◆ Task instructions: Exactly reproduce the lines from the one containing "Each instance of the silver" through the last line of the data, both ends included, leaving out pictures.
>> BEGIN Supplied data
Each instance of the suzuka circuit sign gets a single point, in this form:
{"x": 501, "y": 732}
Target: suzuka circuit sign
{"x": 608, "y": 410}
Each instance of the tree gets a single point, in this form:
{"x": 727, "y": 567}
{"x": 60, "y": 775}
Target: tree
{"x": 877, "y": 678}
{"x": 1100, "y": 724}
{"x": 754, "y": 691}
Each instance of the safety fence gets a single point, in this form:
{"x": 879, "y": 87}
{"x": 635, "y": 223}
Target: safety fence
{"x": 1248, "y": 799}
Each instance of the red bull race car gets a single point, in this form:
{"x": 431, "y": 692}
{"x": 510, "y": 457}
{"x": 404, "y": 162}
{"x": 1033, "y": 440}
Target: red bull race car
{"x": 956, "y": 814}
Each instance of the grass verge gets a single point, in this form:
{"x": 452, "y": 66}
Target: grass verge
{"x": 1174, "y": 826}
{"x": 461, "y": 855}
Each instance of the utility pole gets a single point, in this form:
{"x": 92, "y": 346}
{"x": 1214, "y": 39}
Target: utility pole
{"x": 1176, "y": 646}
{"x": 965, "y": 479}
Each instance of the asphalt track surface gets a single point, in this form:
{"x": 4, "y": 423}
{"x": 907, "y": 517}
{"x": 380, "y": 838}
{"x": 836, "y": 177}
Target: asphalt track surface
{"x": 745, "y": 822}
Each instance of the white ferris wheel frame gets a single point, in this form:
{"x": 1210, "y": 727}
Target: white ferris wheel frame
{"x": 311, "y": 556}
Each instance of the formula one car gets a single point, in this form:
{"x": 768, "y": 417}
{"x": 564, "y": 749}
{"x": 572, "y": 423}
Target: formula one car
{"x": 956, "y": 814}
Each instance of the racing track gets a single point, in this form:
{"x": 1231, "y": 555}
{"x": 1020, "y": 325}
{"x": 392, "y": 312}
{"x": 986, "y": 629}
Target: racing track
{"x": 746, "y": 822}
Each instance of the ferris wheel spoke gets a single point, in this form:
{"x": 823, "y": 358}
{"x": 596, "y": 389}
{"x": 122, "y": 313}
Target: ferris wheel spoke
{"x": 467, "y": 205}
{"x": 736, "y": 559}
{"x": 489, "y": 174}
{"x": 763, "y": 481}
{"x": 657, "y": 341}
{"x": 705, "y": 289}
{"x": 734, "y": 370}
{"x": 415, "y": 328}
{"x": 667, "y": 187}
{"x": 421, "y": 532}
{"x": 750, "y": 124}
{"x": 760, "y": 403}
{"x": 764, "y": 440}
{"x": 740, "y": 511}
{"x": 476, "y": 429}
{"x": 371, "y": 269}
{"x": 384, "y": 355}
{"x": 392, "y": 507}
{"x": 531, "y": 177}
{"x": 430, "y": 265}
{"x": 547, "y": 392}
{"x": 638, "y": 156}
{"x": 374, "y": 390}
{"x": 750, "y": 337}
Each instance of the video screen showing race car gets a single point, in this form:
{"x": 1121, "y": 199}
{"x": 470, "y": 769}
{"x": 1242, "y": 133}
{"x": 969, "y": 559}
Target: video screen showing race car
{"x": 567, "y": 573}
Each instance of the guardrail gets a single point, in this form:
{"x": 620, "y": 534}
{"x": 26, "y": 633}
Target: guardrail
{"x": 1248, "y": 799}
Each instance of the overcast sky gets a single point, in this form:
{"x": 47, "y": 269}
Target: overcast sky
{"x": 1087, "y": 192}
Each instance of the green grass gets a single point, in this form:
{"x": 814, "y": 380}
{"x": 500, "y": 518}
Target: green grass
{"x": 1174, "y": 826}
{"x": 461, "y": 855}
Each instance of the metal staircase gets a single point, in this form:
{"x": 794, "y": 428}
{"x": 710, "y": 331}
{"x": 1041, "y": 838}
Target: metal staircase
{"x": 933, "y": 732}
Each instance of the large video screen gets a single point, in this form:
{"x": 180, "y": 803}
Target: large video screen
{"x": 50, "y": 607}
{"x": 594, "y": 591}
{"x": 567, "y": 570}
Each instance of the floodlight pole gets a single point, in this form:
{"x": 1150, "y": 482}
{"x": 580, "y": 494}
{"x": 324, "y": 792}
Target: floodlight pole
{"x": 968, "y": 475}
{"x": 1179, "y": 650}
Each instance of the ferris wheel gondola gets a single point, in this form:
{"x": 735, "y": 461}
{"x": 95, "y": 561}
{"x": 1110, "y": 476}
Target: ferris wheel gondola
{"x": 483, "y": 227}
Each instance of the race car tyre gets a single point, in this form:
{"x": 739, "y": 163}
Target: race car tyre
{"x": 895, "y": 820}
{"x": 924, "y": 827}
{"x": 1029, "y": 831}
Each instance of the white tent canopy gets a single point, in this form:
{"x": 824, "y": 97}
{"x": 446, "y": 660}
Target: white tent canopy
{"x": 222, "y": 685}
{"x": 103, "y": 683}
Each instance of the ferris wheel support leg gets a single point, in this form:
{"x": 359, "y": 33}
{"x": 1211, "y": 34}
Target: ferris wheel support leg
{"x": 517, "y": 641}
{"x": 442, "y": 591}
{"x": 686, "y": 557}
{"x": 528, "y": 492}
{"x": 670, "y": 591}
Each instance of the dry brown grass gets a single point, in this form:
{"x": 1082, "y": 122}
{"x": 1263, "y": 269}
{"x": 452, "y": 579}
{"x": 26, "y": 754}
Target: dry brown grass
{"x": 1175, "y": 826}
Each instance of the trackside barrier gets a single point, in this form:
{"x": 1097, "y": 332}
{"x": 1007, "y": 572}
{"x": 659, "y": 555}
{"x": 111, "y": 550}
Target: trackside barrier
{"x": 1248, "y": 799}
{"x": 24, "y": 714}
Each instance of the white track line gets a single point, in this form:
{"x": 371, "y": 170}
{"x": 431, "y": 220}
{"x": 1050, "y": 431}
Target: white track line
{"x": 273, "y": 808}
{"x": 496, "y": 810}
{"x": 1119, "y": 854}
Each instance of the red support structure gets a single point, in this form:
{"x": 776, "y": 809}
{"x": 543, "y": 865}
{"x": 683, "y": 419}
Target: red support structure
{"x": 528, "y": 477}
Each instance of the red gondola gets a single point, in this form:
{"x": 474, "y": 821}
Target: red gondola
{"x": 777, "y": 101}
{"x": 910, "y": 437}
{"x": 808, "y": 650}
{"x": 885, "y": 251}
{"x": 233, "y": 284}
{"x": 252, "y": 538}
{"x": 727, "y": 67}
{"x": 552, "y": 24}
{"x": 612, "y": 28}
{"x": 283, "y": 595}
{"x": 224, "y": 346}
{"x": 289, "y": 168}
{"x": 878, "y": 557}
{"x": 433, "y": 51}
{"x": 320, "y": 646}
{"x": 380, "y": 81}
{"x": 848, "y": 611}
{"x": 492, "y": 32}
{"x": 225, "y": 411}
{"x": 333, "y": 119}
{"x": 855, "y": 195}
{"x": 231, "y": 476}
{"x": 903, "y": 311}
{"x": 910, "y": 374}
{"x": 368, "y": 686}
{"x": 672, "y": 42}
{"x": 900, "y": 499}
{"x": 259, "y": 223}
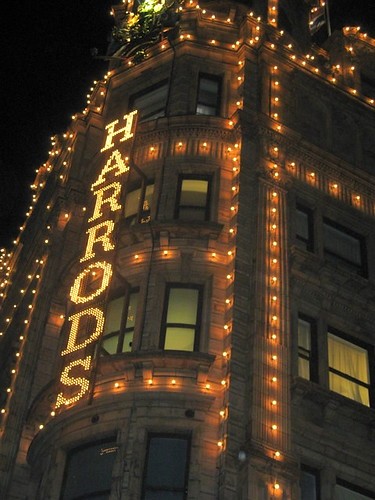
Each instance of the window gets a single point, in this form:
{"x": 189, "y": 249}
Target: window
{"x": 347, "y": 491}
{"x": 138, "y": 204}
{"x": 307, "y": 349}
{"x": 208, "y": 101}
{"x": 119, "y": 324}
{"x": 151, "y": 102}
{"x": 88, "y": 471}
{"x": 309, "y": 483}
{"x": 304, "y": 228}
{"x": 344, "y": 246}
{"x": 166, "y": 469}
{"x": 349, "y": 373}
{"x": 193, "y": 201}
{"x": 181, "y": 318}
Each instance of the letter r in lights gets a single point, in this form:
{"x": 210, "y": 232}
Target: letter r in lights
{"x": 126, "y": 130}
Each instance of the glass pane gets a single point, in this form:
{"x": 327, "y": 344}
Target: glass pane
{"x": 194, "y": 192}
{"x": 348, "y": 358}
{"x": 128, "y": 341}
{"x": 208, "y": 91}
{"x": 132, "y": 202}
{"x": 113, "y": 315}
{"x": 89, "y": 472}
{"x": 179, "y": 339}
{"x": 308, "y": 486}
{"x": 109, "y": 345}
{"x": 182, "y": 306}
{"x": 302, "y": 224}
{"x": 304, "y": 368}
{"x": 304, "y": 334}
{"x": 132, "y": 310}
{"x": 342, "y": 493}
{"x": 166, "y": 464}
{"x": 342, "y": 244}
{"x": 349, "y": 389}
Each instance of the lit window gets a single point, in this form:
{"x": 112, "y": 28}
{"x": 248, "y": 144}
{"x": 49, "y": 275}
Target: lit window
{"x": 347, "y": 491}
{"x": 208, "y": 101}
{"x": 181, "y": 319}
{"x": 345, "y": 247}
{"x": 304, "y": 228}
{"x": 151, "y": 102}
{"x": 138, "y": 204}
{"x": 119, "y": 324}
{"x": 349, "y": 373}
{"x": 193, "y": 201}
{"x": 166, "y": 469}
{"x": 307, "y": 350}
{"x": 88, "y": 471}
{"x": 309, "y": 483}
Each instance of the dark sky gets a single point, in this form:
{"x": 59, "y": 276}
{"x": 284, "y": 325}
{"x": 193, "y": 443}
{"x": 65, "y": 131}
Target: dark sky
{"x": 47, "y": 70}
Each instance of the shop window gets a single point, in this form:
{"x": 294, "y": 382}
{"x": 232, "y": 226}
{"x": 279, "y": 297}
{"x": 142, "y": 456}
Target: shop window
{"x": 151, "y": 103}
{"x": 181, "y": 318}
{"x": 309, "y": 483}
{"x": 209, "y": 90}
{"x": 349, "y": 369}
{"x": 138, "y": 204}
{"x": 347, "y": 491}
{"x": 307, "y": 349}
{"x": 119, "y": 324}
{"x": 166, "y": 468}
{"x": 88, "y": 471}
{"x": 193, "y": 200}
{"x": 304, "y": 228}
{"x": 344, "y": 247}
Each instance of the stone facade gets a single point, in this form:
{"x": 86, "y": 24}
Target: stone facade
{"x": 287, "y": 155}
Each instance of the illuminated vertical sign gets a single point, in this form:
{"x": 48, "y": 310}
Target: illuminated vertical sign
{"x": 88, "y": 291}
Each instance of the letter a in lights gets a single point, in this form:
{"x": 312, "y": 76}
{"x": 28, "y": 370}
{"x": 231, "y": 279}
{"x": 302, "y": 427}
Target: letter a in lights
{"x": 93, "y": 281}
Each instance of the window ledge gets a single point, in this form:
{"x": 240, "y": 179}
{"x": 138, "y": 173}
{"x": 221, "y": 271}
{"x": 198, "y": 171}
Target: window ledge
{"x": 329, "y": 407}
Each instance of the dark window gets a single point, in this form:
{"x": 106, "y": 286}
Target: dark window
{"x": 181, "y": 318}
{"x": 307, "y": 349}
{"x": 166, "y": 469}
{"x": 151, "y": 102}
{"x": 309, "y": 483}
{"x": 138, "y": 204}
{"x": 349, "y": 368}
{"x": 347, "y": 491}
{"x": 119, "y": 324}
{"x": 209, "y": 90}
{"x": 304, "y": 228}
{"x": 344, "y": 246}
{"x": 193, "y": 201}
{"x": 88, "y": 471}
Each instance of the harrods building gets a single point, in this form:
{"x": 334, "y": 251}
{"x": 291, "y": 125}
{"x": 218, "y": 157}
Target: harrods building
{"x": 188, "y": 311}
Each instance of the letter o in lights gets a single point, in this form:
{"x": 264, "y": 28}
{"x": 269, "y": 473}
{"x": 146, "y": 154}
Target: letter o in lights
{"x": 75, "y": 291}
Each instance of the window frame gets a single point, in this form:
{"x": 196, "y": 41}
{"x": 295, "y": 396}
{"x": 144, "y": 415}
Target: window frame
{"x": 123, "y": 329}
{"x": 151, "y": 435}
{"x": 207, "y": 208}
{"x": 370, "y": 361}
{"x": 198, "y": 325}
{"x": 316, "y": 474}
{"x": 137, "y": 218}
{"x": 306, "y": 243}
{"x": 312, "y": 356}
{"x": 362, "y": 268}
{"x": 156, "y": 113}
{"x": 356, "y": 489}
{"x": 213, "y": 78}
{"x": 70, "y": 453}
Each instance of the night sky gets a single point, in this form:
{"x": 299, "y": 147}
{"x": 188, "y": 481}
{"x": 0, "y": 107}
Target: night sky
{"x": 47, "y": 70}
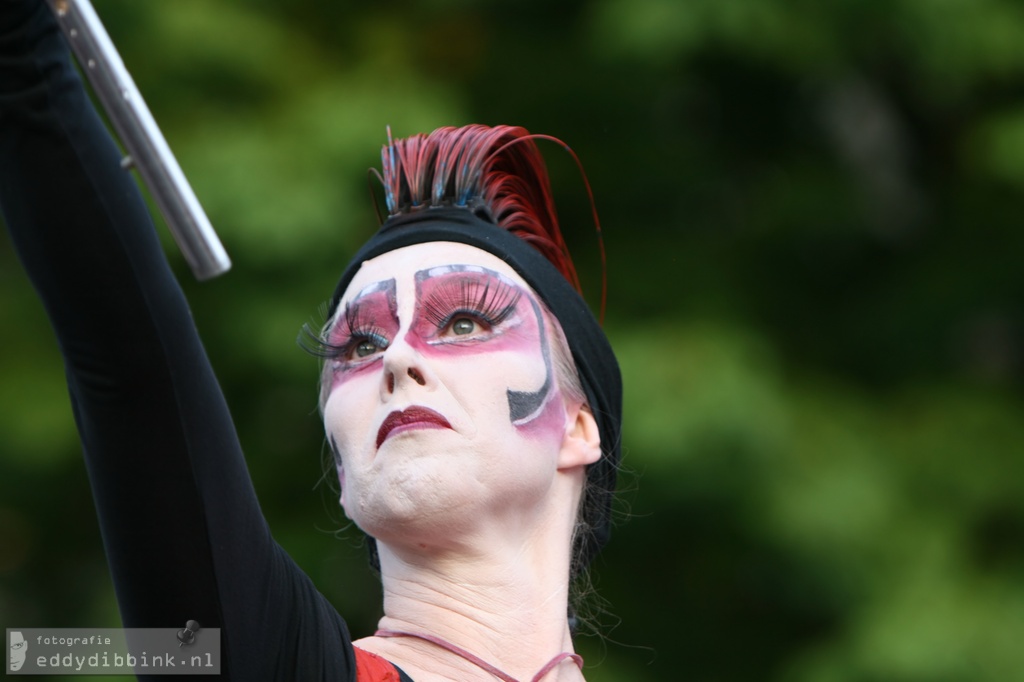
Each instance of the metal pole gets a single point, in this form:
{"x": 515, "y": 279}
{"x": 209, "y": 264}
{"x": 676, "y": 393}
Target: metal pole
{"x": 147, "y": 151}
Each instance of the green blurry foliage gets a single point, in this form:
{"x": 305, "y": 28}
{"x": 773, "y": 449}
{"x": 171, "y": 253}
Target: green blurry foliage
{"x": 811, "y": 212}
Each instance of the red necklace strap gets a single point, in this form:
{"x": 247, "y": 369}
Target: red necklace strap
{"x": 480, "y": 663}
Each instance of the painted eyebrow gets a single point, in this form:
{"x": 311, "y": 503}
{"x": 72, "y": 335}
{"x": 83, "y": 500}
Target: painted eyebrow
{"x": 440, "y": 270}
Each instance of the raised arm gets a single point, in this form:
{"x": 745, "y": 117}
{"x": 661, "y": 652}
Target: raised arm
{"x": 170, "y": 484}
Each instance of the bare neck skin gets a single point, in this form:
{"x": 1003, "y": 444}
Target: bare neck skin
{"x": 503, "y": 599}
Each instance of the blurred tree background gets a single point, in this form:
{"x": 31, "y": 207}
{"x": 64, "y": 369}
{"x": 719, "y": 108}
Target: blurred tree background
{"x": 816, "y": 294}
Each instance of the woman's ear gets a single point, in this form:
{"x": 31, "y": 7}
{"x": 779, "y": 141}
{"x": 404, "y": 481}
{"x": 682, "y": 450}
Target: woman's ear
{"x": 582, "y": 442}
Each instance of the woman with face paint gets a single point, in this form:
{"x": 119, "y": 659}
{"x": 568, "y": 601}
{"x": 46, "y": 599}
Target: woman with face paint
{"x": 470, "y": 397}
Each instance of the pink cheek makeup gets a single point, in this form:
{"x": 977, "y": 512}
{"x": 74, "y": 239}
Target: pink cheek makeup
{"x": 505, "y": 317}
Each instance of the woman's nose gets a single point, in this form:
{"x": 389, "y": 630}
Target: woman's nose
{"x": 402, "y": 366}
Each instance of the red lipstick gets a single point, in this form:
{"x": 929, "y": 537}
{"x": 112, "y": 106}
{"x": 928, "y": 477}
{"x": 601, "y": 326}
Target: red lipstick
{"x": 414, "y": 417}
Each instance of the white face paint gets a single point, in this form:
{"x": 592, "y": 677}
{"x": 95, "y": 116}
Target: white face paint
{"x": 442, "y": 402}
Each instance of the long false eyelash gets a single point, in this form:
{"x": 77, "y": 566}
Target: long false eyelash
{"x": 356, "y": 327}
{"x": 493, "y": 302}
{"x": 315, "y": 344}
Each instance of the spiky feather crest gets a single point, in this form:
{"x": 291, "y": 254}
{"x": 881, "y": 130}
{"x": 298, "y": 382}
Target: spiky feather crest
{"x": 497, "y": 172}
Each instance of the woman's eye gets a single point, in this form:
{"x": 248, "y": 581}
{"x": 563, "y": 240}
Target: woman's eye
{"x": 463, "y": 326}
{"x": 366, "y": 348}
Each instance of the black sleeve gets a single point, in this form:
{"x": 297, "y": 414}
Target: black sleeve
{"x": 168, "y": 476}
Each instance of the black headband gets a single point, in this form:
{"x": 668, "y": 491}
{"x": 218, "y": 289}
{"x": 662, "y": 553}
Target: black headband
{"x": 592, "y": 353}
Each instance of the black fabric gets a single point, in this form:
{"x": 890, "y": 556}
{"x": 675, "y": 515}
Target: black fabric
{"x": 595, "y": 360}
{"x": 182, "y": 529}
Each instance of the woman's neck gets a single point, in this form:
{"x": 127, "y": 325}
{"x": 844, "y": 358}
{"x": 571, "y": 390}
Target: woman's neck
{"x": 509, "y": 610}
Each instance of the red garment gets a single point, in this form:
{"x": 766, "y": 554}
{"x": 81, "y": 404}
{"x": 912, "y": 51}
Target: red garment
{"x": 371, "y": 668}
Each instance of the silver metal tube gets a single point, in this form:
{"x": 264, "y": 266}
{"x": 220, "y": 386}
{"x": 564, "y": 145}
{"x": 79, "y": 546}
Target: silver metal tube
{"x": 147, "y": 151}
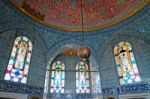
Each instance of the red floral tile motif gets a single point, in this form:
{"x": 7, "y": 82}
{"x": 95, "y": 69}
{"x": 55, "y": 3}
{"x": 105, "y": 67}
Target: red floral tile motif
{"x": 67, "y": 13}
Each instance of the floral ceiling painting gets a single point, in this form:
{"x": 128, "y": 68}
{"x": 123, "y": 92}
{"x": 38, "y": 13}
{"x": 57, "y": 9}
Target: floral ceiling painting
{"x": 66, "y": 14}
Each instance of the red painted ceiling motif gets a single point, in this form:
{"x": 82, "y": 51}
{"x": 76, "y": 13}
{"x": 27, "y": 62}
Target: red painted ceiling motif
{"x": 67, "y": 13}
>> END Supplied data
◆ Solution for this exercise:
Each instance of the silver metal tube gets a single point, in this form:
{"x": 264, "y": 266}
{"x": 220, "y": 386}
{"x": 564, "y": 145}
{"x": 79, "y": 546}
Target: silver metal tube
{"x": 147, "y": 151}
Each instance of the red floral tile motif gets a single point, in this form:
{"x": 7, "y": 82}
{"x": 95, "y": 69}
{"x": 55, "y": 3}
{"x": 105, "y": 67}
Target: red floral tile motif
{"x": 67, "y": 13}
Each instance of the floral ceiling painting gets a single point, in this form:
{"x": 128, "y": 68}
{"x": 123, "y": 92}
{"x": 38, "y": 13}
{"x": 57, "y": 9}
Target: floral ceiling painting
{"x": 66, "y": 14}
Each instance of the red painted ceiling motif gets a single point, in this form:
{"x": 82, "y": 51}
{"x": 76, "y": 13}
{"x": 27, "y": 62}
Target: red painted ceiling motif
{"x": 67, "y": 13}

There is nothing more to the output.